**Excerpt:**
Size of baby in womb as an indicator of childhood asthma and allergies
(Medical Xpress) -- In a paper published in the American Journal of Respiratory and Critical Care Medicine, the University of Aberdeen team also found links between the rate an unborn baby grows and its chances of developing eczema and hayfever.
The team then followed up the children when they were aged 10.
A total of 927 families filled in respiratory questionnaires for their child and 449 children underwent lung function and skin prick testing, which tested for allergies to grass, egg, dust mite and cat.
Researchers found that the children with asthma at five and 10 years had been 5mm or 10% smaller than average as ten week old embryos.
The study showed that an unborn baby smaller than the average foetus at 10 weeks and which remained small throughout pregnancy was five times more likely to develop childhood asthma.
Researchers also found that a smaller than average foetus at 10 weeks which then had a growth spurt and became a big baby was two and a half times more likely to get eczema.
In addition they discovered that a foetus who was bigger than average at 10 weeks but whose growth slowed resulting in them becoming smaller were more likely to be protected against hayfever.
Dr. Steve Turner, Clinical Senior Lecturer at the University of Aberdeens Department of Child Health and consultant with NHS Grampian, led the study.
He said: Our main finding was that the shortest foetuses in the first trimester were at increased risk for persistent wheeze whereas the longest babies had better lung function at 10 years.
We also found that changes in the expected growth rate were associated with altered risk for eczema and hayfever.
In other words initial fetal size and subsequent growth trajectory are important to respiratory and allergic outcomes in childhood.

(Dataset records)

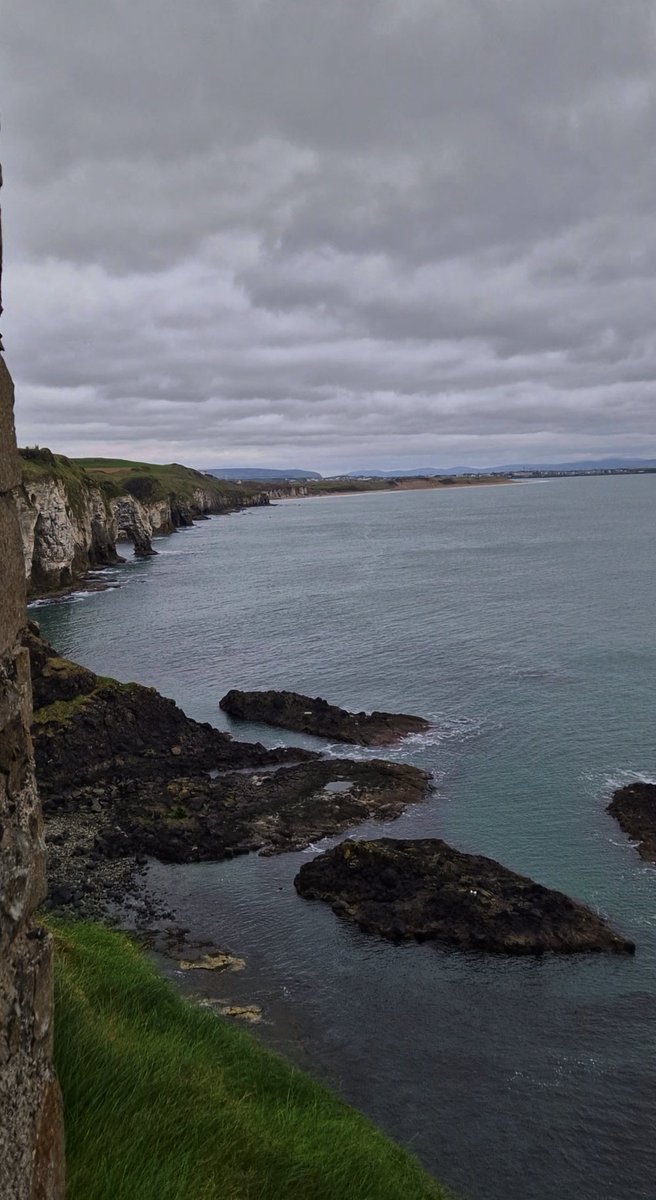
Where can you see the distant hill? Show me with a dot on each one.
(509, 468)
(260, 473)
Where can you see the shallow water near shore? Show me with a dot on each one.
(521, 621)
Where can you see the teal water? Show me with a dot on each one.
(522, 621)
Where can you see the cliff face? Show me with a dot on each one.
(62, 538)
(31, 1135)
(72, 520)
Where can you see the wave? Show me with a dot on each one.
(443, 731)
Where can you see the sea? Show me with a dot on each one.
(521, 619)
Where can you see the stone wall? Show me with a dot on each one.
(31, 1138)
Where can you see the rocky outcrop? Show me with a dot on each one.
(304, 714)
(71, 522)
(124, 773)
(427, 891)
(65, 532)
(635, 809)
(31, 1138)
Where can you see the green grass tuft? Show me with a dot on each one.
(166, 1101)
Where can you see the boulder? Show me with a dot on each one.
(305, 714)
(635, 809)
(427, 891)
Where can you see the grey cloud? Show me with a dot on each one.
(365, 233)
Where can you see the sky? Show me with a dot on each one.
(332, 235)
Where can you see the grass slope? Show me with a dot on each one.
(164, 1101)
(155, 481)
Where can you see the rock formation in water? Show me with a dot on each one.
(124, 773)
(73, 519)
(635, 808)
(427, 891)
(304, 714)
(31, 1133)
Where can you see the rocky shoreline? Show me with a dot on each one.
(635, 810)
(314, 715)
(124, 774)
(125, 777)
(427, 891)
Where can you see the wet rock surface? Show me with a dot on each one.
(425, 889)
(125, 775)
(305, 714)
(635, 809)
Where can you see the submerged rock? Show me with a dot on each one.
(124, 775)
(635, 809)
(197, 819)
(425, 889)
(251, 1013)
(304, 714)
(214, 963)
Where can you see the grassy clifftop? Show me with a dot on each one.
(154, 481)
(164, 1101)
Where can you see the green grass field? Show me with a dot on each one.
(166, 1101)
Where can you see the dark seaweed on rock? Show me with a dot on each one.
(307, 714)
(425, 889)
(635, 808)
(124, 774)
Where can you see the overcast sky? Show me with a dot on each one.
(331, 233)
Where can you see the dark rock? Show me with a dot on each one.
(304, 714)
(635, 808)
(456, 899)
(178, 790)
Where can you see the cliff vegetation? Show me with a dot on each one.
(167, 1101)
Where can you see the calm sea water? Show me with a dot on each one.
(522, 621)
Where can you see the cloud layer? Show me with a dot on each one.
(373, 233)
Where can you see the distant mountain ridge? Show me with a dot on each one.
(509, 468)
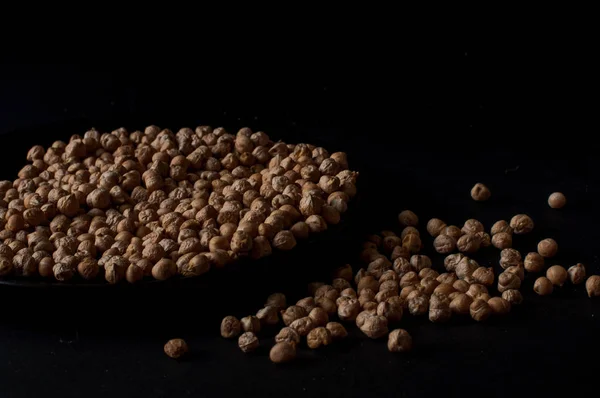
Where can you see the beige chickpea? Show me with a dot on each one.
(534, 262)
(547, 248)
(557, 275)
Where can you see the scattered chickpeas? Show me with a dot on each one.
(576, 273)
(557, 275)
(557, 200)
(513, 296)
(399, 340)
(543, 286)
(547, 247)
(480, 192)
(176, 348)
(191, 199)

---

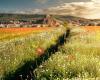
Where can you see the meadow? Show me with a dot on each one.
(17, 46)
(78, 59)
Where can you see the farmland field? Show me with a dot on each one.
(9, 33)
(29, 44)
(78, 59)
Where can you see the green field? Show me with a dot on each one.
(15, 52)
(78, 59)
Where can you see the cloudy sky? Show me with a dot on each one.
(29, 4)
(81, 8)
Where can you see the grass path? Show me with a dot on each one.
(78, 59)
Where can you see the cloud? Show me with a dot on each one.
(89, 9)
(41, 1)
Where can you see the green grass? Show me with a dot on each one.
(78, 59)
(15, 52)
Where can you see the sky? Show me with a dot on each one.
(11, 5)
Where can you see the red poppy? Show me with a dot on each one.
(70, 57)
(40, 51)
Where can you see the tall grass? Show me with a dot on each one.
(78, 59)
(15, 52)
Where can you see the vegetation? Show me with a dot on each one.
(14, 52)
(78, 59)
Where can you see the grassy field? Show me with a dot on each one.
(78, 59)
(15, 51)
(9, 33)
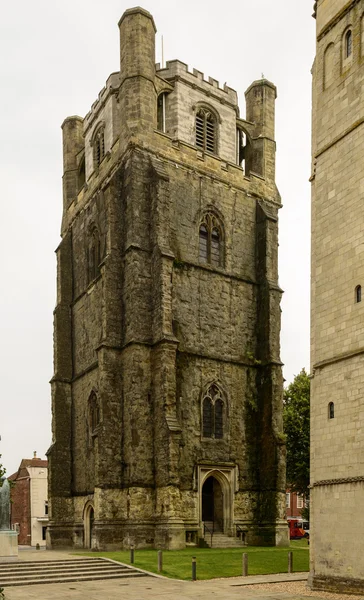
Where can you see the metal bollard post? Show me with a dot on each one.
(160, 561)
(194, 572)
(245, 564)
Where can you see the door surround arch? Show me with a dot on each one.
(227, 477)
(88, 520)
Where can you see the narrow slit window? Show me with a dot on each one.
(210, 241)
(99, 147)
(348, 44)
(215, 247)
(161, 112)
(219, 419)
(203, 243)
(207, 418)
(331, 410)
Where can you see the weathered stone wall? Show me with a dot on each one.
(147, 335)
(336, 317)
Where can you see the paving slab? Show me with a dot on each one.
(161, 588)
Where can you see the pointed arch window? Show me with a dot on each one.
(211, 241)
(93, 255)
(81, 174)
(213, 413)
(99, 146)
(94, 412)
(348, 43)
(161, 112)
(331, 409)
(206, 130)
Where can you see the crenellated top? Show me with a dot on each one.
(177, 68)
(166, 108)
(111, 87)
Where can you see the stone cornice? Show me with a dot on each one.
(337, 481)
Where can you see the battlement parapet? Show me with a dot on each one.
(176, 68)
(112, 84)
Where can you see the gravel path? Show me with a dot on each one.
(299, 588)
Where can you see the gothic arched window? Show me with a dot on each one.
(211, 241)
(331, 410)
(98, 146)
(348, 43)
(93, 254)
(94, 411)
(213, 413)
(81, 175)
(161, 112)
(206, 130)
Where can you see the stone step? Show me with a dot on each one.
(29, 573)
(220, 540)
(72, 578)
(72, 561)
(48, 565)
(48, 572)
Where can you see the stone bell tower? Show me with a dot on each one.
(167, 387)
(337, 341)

**What is needed:** Reproduce the passage of the article on fetal size and childhood asthma between "The team then" and "develop childhood asthma.", inclusive, editing every instance of "children" to read "youngsters".

**Solved exercise:**
The team then followed up the youngsters when they were aged 10.
A total of 927 families filled in respiratory questionnaires for their child and 449 youngsters underwent lung function and skin prick testing, which tested for allergies to grass, egg, dust mite and cat.
Researchers found that the youngsters with asthma at five and 10 years had been 5mm or 10% smaller than average as ten week old embryos.
The study showed that an unborn baby smaller than the average foetus at 10 weeks and which remained small throughout pregnancy was five times more likely to develop childhood asthma.